* Directions for this task:
Write out every line of the records below as a numbered list, skipping blank lines and leaving out the pictures.
::: Records provided
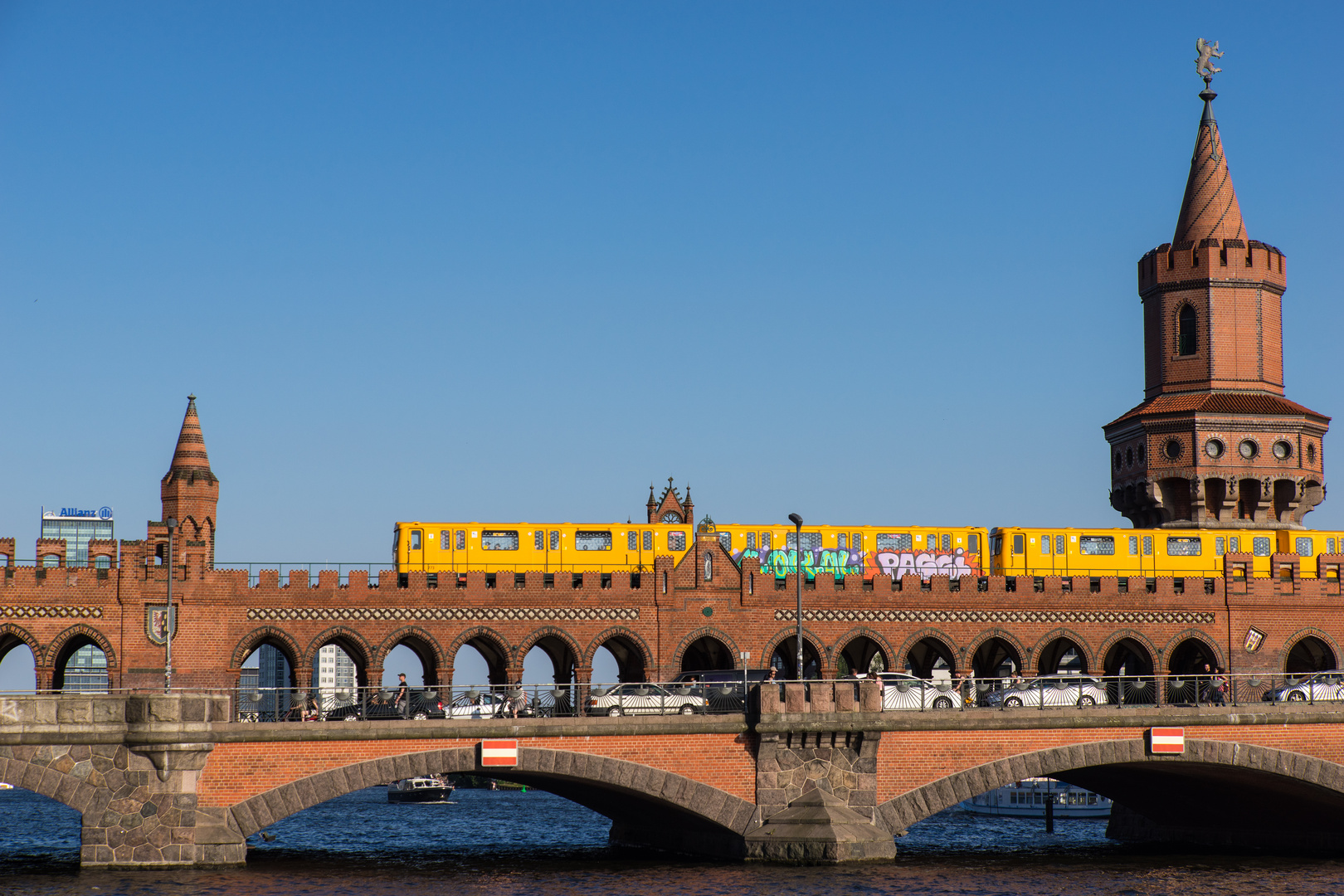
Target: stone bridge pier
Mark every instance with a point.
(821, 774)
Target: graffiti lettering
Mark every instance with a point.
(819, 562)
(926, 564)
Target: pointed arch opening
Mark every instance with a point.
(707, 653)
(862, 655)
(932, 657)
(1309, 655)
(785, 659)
::::::
* Solution to this task:
1. Target: stone bridge pier
2. Mark every instance with a point.
3. (821, 774)
4. Target: graffiti lettering
5. Mark every instance with a point.
6. (819, 562)
7. (926, 564)
8. Target: pointed arch opening
9. Mark every instance with a point.
10. (707, 653)
11. (862, 655)
12. (932, 657)
13. (1309, 655)
14. (785, 659)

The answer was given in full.